── ROWS
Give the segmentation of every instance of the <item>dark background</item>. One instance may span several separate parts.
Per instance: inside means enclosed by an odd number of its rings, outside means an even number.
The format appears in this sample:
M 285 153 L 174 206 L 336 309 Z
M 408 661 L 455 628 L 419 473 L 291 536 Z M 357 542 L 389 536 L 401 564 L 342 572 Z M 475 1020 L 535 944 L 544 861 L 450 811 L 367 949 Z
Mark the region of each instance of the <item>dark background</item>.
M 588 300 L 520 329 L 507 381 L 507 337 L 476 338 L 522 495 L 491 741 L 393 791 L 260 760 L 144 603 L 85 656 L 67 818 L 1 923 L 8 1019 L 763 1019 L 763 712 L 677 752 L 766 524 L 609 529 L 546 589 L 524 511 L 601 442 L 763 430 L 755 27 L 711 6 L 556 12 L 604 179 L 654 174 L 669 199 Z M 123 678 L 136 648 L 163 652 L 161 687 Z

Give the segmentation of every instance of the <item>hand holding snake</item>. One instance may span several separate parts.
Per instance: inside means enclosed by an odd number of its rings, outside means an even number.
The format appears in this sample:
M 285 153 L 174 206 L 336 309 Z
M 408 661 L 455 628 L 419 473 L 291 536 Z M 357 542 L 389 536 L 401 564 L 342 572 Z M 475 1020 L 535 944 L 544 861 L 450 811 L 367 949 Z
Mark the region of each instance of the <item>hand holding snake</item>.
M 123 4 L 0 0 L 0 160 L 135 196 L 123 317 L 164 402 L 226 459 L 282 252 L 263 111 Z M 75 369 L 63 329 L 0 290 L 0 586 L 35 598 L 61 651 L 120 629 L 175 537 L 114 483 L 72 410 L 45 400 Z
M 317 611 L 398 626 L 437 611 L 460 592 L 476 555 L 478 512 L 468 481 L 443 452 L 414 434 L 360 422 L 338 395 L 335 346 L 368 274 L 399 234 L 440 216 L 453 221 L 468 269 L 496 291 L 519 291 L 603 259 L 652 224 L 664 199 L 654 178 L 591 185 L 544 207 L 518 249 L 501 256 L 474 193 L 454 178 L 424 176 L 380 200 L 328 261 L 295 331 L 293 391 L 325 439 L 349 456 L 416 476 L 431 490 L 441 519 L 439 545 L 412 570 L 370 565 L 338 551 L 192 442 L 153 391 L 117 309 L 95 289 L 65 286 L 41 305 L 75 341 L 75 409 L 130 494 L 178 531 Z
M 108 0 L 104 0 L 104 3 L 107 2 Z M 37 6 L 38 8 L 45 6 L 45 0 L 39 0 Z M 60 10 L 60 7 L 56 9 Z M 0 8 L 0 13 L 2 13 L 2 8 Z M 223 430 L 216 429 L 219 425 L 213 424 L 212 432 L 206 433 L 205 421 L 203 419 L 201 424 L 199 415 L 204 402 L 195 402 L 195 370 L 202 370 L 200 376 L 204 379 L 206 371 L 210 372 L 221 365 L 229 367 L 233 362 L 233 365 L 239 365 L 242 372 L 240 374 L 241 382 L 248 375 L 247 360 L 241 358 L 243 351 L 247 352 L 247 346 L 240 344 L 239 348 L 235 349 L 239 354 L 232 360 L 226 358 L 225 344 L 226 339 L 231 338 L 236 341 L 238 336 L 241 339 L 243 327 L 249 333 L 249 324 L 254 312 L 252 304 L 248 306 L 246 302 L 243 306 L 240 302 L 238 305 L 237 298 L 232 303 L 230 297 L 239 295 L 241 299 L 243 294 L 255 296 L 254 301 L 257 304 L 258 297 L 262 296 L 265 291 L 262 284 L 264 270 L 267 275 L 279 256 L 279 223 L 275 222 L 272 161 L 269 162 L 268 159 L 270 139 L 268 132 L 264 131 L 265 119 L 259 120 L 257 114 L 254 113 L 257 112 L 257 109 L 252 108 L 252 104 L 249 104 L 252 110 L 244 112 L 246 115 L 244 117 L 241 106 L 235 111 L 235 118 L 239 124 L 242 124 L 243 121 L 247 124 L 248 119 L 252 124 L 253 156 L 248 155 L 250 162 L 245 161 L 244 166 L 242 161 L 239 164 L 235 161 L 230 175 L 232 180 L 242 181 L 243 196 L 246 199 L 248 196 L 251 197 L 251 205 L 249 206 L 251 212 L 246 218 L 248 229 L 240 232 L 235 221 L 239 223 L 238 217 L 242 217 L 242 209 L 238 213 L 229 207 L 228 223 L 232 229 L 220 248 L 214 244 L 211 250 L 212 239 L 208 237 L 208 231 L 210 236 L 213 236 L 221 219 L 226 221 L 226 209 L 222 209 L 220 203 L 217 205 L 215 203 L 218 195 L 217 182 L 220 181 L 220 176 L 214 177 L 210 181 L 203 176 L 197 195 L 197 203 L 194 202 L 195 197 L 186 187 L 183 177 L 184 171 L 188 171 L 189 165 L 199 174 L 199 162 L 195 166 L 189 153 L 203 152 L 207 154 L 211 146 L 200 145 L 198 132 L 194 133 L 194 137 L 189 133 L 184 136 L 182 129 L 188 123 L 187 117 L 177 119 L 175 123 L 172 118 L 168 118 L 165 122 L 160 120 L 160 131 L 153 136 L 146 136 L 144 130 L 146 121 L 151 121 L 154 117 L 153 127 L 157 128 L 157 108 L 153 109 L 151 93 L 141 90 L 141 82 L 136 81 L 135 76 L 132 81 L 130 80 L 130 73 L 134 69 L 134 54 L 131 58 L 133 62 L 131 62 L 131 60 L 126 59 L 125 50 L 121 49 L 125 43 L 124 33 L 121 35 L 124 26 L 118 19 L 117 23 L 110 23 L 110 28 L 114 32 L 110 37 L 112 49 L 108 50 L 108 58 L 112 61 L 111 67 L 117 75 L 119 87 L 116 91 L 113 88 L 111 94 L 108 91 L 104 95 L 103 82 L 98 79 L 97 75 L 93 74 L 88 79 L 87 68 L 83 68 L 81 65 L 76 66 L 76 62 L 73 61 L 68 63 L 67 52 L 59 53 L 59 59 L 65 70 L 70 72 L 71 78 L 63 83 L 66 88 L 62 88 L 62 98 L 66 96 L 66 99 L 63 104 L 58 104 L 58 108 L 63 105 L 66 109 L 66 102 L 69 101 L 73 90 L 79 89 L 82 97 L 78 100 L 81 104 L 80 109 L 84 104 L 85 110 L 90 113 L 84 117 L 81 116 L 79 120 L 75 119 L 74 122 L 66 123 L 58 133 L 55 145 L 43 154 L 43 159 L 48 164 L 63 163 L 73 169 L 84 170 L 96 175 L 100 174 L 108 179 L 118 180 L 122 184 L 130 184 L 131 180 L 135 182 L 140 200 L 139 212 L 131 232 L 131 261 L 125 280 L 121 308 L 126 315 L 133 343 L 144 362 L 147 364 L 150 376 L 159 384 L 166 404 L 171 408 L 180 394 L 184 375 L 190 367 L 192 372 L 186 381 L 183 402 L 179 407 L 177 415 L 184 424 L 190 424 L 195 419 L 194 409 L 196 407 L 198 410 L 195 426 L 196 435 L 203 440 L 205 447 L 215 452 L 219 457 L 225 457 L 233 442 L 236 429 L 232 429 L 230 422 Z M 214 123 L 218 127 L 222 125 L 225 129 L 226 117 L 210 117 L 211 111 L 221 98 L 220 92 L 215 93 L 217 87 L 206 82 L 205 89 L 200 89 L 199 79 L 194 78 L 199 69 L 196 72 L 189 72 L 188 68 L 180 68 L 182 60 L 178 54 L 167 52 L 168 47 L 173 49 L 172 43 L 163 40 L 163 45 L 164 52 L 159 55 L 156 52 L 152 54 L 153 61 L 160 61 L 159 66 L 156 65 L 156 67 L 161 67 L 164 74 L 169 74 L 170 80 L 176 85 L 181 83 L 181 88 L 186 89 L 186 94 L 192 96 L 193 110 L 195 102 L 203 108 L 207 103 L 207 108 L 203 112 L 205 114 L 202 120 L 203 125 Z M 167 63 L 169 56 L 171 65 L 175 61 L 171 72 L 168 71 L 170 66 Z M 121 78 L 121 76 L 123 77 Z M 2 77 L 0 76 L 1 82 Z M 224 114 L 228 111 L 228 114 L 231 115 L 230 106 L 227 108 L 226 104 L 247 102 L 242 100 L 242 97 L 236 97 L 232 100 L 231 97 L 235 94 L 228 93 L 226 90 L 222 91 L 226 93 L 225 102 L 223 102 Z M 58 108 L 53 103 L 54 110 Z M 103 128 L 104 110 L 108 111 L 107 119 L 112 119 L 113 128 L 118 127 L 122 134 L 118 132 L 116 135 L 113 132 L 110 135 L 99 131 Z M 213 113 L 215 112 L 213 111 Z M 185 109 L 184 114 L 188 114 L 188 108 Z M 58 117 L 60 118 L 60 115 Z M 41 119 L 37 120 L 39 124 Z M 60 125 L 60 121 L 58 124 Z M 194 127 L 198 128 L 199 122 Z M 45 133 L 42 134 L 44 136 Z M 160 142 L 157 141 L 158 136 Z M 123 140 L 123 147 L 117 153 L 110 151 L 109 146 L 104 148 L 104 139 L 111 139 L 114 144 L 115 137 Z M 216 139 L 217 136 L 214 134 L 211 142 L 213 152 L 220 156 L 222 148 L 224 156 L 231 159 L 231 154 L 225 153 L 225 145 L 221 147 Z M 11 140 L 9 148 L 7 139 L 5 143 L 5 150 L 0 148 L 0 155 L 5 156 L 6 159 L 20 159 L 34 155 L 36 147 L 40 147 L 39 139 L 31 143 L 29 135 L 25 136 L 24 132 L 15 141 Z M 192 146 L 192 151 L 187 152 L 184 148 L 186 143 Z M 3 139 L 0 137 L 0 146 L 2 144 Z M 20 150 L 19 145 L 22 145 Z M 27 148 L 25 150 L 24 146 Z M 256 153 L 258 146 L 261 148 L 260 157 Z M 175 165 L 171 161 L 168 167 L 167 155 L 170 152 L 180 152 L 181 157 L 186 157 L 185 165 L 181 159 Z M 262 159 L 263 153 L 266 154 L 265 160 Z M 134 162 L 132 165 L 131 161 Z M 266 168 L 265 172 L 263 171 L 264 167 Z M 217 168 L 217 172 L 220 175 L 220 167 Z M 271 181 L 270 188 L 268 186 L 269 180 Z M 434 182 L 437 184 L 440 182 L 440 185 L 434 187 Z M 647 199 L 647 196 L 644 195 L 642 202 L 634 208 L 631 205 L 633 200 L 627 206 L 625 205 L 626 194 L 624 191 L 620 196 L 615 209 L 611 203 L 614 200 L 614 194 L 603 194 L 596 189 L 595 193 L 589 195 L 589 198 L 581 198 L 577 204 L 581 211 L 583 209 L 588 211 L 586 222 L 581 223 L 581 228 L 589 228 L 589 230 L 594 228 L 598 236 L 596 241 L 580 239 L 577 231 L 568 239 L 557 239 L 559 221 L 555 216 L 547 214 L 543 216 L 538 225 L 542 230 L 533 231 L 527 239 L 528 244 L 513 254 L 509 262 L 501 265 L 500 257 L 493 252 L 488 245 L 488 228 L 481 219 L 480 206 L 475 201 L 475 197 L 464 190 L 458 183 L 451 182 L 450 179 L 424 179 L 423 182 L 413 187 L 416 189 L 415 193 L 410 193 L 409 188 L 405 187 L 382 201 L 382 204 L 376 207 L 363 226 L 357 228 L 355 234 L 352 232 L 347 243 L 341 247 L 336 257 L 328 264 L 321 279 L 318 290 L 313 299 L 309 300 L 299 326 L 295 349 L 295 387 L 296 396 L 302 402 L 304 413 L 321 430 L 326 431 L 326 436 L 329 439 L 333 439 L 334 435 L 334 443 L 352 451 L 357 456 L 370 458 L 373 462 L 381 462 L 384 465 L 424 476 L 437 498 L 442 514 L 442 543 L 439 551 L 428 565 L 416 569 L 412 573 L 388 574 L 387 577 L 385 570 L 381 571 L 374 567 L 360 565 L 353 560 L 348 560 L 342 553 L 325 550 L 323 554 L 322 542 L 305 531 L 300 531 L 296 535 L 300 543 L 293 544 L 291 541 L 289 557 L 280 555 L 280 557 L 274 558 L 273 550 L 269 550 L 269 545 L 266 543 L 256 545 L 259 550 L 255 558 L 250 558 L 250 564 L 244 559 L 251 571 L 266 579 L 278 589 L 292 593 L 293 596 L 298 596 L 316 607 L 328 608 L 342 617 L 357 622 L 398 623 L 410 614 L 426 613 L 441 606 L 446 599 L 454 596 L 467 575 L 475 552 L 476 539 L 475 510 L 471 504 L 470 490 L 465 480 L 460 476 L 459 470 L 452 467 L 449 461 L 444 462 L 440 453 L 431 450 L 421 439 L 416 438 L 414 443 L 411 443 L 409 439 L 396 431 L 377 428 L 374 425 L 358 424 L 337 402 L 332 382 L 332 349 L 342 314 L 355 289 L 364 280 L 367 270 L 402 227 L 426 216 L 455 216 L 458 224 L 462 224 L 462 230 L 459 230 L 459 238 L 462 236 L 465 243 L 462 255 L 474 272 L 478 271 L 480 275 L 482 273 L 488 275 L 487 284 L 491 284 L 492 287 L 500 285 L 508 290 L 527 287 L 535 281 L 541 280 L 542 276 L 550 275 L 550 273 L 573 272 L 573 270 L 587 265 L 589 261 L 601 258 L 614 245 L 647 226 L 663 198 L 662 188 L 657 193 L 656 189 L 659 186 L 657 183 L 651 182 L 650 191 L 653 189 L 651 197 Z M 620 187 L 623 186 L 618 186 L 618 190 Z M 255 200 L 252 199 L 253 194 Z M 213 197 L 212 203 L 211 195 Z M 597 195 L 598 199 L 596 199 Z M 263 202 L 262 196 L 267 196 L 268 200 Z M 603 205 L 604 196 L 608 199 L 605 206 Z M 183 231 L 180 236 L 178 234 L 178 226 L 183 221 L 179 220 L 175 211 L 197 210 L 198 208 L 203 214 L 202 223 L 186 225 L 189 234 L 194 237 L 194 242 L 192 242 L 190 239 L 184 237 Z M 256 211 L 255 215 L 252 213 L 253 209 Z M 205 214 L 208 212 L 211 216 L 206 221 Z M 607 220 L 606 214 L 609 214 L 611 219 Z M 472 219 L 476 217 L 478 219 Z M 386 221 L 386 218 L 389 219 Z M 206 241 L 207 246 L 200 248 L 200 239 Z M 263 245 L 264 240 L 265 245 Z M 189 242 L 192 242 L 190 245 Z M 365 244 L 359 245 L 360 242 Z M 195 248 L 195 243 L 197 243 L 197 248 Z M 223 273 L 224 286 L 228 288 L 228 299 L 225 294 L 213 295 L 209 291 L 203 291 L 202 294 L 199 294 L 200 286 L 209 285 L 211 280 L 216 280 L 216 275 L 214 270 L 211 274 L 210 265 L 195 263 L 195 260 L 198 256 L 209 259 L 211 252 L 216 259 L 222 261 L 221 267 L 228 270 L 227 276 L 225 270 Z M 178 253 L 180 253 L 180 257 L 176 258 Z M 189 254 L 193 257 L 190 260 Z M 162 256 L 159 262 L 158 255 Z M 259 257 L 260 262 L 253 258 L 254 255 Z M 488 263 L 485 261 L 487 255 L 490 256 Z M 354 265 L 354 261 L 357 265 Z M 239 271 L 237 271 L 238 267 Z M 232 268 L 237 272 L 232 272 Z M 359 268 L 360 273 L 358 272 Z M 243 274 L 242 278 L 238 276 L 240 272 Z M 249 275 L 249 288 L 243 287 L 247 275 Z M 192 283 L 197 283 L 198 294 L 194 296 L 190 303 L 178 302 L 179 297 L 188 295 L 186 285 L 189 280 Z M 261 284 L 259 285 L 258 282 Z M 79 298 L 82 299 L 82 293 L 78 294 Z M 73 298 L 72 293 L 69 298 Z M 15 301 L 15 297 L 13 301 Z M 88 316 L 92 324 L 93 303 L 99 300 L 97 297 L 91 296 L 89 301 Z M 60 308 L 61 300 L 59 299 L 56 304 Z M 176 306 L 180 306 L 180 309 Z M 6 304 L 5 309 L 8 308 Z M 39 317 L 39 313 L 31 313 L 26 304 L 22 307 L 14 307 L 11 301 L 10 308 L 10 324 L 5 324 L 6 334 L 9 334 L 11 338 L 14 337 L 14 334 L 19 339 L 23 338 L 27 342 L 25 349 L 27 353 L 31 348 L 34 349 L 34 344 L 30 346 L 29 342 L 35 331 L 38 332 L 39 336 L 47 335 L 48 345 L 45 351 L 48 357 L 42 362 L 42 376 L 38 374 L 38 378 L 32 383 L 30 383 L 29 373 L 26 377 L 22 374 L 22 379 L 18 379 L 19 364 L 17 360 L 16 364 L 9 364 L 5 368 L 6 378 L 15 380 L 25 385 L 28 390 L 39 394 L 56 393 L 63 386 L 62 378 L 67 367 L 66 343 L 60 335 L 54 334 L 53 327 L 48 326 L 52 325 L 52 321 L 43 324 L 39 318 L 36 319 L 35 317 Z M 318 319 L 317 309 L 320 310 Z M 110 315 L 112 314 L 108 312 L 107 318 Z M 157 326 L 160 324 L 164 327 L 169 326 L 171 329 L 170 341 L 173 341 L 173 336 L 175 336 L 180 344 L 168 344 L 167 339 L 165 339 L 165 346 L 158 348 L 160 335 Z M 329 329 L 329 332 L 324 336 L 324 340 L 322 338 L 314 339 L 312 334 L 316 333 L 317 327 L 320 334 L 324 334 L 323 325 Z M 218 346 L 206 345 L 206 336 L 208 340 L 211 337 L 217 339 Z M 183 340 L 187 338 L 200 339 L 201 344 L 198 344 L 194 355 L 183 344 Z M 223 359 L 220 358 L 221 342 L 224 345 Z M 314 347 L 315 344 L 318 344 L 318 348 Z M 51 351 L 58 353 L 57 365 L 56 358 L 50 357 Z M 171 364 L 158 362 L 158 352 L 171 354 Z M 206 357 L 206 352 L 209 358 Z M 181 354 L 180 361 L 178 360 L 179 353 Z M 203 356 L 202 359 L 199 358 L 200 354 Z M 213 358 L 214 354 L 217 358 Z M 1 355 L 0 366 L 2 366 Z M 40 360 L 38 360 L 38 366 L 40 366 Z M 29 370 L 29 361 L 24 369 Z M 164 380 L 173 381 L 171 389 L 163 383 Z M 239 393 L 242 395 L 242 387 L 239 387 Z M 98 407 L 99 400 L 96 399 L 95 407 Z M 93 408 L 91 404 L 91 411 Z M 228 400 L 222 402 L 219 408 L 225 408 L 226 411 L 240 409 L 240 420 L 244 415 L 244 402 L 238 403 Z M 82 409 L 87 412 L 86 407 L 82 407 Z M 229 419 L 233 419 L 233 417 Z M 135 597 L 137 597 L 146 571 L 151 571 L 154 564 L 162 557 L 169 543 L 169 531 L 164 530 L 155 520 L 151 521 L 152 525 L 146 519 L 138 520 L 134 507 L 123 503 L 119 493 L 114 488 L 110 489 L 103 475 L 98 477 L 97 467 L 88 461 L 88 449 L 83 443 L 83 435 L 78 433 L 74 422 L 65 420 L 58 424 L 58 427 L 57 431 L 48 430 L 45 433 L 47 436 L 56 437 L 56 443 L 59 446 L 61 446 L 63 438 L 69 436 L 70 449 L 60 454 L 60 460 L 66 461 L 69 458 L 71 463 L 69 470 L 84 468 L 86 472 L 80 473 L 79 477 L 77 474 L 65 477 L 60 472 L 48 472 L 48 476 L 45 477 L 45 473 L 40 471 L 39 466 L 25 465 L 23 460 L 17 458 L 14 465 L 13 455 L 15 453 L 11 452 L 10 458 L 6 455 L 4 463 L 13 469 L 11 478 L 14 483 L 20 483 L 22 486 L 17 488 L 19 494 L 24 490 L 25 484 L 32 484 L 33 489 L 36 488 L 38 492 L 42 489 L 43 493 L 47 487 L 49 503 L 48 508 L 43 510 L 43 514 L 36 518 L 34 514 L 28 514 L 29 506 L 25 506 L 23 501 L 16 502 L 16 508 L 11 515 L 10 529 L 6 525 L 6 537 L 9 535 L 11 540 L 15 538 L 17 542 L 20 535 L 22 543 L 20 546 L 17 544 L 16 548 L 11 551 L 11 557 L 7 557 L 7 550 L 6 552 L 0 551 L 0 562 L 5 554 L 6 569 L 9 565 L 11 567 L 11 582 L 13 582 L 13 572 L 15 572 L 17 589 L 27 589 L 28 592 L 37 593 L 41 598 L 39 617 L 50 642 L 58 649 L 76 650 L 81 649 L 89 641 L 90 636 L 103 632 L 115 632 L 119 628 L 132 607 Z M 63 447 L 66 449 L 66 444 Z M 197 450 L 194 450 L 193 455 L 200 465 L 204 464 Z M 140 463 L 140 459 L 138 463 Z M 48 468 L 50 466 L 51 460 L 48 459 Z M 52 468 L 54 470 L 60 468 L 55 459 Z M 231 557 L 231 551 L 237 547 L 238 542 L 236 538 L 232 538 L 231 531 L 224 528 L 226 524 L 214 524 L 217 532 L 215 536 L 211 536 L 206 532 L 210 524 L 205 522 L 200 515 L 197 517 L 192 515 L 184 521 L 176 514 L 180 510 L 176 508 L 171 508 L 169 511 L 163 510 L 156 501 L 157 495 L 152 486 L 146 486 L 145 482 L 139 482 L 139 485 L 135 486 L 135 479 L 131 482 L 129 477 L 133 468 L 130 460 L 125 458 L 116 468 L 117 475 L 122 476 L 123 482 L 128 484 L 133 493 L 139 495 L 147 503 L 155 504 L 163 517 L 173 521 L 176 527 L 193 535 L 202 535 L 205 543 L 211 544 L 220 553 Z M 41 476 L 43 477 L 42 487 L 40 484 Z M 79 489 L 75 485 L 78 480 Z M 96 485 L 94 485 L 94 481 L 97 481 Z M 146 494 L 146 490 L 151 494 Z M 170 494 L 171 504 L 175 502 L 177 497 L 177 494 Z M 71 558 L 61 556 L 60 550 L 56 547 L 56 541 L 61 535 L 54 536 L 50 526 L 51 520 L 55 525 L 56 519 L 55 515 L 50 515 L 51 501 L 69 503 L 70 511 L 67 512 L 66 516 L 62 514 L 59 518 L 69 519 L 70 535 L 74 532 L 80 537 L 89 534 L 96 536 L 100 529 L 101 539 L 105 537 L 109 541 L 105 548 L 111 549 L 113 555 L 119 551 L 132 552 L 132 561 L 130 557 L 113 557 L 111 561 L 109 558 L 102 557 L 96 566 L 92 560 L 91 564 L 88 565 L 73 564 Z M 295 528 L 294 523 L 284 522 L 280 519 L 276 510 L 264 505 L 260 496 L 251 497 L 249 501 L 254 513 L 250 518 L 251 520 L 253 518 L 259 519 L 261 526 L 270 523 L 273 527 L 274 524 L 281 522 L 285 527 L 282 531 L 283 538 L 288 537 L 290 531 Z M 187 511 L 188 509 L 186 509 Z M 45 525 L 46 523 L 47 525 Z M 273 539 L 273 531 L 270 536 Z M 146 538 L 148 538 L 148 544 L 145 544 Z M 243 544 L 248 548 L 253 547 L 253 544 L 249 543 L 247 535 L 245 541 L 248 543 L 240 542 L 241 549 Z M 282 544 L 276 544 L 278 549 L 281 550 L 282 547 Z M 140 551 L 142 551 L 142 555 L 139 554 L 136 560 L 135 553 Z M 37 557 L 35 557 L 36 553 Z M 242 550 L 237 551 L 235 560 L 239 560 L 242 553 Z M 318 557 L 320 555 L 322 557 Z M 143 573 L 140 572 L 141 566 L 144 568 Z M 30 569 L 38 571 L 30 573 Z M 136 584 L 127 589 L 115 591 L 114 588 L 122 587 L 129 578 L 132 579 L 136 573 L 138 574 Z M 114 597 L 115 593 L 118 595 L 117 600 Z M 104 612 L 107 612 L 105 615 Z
────
■ WHAT IS REQUIRED
Convert the items, from the beginning through the line containing "M 588 300 L" (inclusive), into a numbered list with one line per entry, omitting any blank lines.

■ TASK RESPONSE
1. Give the segmentation of every instance of the <item>dark background</item>. One instance may span several separate parts.
2. Per instance: inside means enclosed by an odd number of its rings, outside means an even number.
3. The format appears in this sample:
4. M 285 153 L 174 206 L 336 309 Z
5. M 408 661 L 455 628 L 419 473 L 291 536 Z M 357 542 L 389 536 L 401 564 L 342 572 Z M 475 1020 L 535 944 L 544 861 L 450 811 L 367 949 Z
6. Mark the region of each instance of the <item>dark background</item>.
7. M 588 300 L 520 329 L 507 381 L 507 337 L 476 338 L 522 495 L 491 741 L 393 791 L 260 760 L 144 603 L 85 656 L 67 818 L 1 923 L 8 1019 L 763 1019 L 763 712 L 677 752 L 766 524 L 609 529 L 546 589 L 524 511 L 601 442 L 763 430 L 755 27 L 711 6 L 556 12 L 604 179 L 654 174 L 669 199 Z M 123 678 L 136 648 L 163 652 L 161 687 Z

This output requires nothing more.